## STATED EXERCISE 1:
Answer these from the email excerpt on post-quantum keys, one line each:
(a) Which keys does the writer say aren't small?
(b) For what kind of recipient does sending root certs seem marginally useful?
(c) On what date did Viktor Dukhovni write the quoted message?
## STATED EXERCISE 2:
Continue the email excerpt on post-quantum keys from its final sentence, keeping the quoted-reply format.

## EXCERPTED PASSAGE:
══════

You are right - there’s no urgency in PQ signatures. 

However, PQ KEM keys aren’t small. And, as I said, für austere links every 
unnecessary byte of crap hurts. 

Also, sending root certs seems (marginally) useful only when the recipient is a 
Web browser. And even then I  assume most of the IT people would want to block 
the ability of a “mere” user to add an “unblessed” trusted root. 

Regards,
Uri

> On Mar 31, 2021, at 14:15, Viktor Dukhovni <openssl-us...@dukhovni.org> wrote:
> 
> 
>> 
>> On Mar 31, 2021, at 2:01 PM, Blumenthal, Uri - 0553 - MITLL 
>> <u...@ll.mit.edu> wrote:
>> 
>> For a Web GUI with the user at the console (e.g., a Web browser), it might 
>> be OK.

══════

Pointing dataset excerpts
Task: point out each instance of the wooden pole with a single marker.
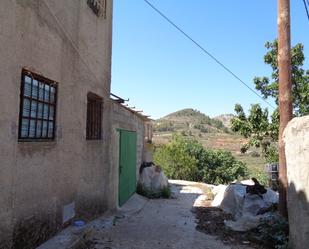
(285, 94)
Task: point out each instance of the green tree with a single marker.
(261, 132)
(258, 127)
(269, 87)
(185, 158)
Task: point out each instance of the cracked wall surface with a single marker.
(65, 42)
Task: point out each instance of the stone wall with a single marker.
(67, 42)
(296, 137)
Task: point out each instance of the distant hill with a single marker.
(189, 121)
(213, 133)
(225, 119)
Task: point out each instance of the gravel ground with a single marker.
(161, 223)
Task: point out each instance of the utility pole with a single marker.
(285, 94)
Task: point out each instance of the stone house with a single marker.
(60, 131)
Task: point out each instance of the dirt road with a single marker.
(164, 224)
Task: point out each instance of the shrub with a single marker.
(185, 158)
(164, 193)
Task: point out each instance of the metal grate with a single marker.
(38, 97)
(94, 117)
(98, 7)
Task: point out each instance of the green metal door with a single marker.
(127, 165)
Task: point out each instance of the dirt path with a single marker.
(166, 224)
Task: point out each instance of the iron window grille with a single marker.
(38, 98)
(94, 117)
(98, 7)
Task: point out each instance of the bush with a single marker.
(185, 158)
(164, 193)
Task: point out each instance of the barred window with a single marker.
(94, 117)
(37, 116)
(98, 7)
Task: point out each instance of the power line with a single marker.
(206, 52)
(307, 11)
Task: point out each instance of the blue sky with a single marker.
(161, 71)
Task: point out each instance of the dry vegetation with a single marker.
(209, 132)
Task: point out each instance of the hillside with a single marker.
(213, 133)
(187, 120)
(225, 119)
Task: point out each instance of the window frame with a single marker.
(45, 81)
(94, 121)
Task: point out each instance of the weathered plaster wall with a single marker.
(66, 42)
(296, 137)
(124, 119)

══════

## OUTPUT 1:
(a) PQ KEM keys.
(b) A Web browser.
(c) Mar 31, 2021.

## OUTPUT 2:
>> 
>> For my needs (devices talking to each other over austere links), sending the 
>> root CA very is both useless and wasteful. One you factor in the sizes of 
>> Post-Quantum keys and signatures - you’ll start disliking this idea even 
>> more. 
> 
> There's no urgency in post-quantum keys for CA signatures in TLS.  Their
> future weakness does not compromise today's traffic.  Until actual scalable
> QCs start cracking RSA and ECDSA in near real-time only the ephemeral key
> agreement algorithm needs to be PQ-resistant now to future-proof session
> confidentiality.
> 
> So certificates can continue to use RSA and ECDSA for quite some time.
> 
> -- 
>    Viktor.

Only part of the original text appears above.